# Directions for this task:
Convert the material into a Markdown table, from the line containing "Detect any visible bucket." through the line containing "[0,96,893,639]", and leave out any blank lines. Use two columns: Row for the row number and Line for the line itself.

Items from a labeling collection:
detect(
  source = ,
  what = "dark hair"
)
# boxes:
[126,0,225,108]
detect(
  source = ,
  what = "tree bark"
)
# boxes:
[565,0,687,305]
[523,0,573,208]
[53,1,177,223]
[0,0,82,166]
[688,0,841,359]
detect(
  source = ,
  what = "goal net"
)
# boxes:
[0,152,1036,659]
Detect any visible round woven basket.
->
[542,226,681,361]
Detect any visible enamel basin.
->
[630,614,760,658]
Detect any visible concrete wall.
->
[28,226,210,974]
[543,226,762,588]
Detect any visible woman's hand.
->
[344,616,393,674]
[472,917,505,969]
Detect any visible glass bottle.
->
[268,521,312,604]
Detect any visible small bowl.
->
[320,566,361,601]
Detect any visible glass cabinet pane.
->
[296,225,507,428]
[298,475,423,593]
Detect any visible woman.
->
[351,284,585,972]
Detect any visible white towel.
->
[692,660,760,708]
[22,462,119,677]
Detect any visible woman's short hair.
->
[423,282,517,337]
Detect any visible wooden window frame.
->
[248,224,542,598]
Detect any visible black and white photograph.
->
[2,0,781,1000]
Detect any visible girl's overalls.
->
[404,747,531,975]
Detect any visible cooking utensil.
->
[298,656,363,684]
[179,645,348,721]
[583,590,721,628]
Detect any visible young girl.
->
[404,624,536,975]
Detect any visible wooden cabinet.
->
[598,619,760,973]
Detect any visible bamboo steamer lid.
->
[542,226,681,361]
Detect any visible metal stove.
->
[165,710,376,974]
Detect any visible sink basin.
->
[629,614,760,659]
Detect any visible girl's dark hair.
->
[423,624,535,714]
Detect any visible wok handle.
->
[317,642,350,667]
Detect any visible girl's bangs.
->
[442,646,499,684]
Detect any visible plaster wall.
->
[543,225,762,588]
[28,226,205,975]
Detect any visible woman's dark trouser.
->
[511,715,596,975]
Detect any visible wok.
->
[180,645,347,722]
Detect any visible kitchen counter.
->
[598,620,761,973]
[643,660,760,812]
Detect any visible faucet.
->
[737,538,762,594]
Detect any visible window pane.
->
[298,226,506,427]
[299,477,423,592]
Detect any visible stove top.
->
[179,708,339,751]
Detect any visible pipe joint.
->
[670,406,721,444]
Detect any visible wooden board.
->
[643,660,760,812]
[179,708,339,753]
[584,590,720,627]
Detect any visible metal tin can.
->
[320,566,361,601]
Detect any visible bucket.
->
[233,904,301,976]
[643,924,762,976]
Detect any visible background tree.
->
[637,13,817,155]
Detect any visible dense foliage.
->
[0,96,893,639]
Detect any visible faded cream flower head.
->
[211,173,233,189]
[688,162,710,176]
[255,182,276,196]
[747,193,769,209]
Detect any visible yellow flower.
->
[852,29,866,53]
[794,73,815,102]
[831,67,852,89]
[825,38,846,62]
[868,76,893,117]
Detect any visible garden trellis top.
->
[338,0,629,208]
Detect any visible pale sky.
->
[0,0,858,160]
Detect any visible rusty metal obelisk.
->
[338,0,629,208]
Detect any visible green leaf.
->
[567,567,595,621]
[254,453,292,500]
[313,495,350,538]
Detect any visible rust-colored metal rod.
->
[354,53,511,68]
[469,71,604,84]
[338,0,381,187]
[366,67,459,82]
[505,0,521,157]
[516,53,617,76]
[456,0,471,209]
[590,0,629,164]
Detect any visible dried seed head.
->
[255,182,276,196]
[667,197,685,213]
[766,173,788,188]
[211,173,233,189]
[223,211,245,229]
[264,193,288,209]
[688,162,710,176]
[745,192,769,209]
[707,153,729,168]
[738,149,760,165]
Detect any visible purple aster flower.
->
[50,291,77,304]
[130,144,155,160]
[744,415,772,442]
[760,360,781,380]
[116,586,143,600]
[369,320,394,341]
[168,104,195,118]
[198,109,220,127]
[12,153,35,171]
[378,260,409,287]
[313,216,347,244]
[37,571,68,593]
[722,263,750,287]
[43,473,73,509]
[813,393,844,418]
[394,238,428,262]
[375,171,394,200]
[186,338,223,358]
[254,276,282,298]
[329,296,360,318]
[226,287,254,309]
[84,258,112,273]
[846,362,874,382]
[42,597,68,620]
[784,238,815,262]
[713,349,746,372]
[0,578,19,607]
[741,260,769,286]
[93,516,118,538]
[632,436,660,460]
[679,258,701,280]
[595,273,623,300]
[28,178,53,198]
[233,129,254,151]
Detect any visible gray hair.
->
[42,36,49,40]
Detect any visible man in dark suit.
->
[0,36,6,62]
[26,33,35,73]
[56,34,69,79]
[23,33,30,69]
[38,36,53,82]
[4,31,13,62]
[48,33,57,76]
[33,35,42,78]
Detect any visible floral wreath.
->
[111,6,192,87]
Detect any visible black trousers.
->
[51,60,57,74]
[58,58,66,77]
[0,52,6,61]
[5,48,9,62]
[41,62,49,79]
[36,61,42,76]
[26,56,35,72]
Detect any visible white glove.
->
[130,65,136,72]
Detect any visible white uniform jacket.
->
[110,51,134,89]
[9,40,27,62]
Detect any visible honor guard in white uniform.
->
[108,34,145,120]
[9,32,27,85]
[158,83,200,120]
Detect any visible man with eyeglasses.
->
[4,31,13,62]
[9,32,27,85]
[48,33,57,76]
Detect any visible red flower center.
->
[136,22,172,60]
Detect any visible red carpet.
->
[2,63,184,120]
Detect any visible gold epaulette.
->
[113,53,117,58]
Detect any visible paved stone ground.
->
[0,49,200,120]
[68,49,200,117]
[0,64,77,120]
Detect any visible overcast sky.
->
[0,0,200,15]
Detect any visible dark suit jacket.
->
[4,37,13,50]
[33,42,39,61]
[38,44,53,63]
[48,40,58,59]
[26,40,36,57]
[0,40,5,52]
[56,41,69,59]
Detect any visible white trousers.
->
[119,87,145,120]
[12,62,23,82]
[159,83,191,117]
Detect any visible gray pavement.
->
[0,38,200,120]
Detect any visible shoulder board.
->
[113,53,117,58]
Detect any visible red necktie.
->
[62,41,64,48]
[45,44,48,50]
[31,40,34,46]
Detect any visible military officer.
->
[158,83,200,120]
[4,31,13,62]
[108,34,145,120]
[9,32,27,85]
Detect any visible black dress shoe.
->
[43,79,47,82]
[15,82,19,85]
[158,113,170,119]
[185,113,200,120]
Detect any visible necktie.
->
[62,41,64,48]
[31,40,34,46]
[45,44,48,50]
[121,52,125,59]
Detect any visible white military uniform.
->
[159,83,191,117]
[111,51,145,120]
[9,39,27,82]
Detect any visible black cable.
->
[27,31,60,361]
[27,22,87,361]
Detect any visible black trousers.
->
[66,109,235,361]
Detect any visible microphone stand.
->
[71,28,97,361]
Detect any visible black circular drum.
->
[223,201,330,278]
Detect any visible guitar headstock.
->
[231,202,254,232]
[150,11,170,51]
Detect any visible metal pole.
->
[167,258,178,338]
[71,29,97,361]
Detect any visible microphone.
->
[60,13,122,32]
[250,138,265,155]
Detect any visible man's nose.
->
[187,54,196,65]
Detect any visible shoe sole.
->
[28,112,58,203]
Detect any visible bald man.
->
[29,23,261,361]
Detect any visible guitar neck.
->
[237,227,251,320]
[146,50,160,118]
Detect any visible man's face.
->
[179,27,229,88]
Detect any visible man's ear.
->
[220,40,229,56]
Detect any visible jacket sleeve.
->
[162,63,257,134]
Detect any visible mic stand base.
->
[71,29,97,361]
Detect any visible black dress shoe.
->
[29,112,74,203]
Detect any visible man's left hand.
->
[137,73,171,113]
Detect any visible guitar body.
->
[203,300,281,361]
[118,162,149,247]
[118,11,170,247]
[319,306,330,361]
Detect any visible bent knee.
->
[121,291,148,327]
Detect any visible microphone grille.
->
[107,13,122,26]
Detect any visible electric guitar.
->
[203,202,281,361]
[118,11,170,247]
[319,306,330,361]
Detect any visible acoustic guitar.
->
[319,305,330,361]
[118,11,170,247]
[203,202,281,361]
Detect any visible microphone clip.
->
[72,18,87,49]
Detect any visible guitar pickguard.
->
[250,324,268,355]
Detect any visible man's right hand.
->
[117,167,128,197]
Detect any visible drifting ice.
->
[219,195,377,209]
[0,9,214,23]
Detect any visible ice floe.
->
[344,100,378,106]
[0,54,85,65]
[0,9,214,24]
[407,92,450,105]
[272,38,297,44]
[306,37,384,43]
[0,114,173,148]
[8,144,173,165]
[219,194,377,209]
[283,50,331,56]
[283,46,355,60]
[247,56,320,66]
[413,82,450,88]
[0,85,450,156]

# The response:
| Row | Line |
|---|---|
| 1 | Detect any visible bucket. |
| 2 | -> |
| 3 | [233,904,301,976] |
| 4 | [643,924,762,976] |
| 5 | Detect any visible background tree. |
| 6 | -> |
| 7 | [637,13,817,155] |
| 8 | Detect any visible dense foliage. |
| 9 | -> |
| 10 | [0,96,893,639] |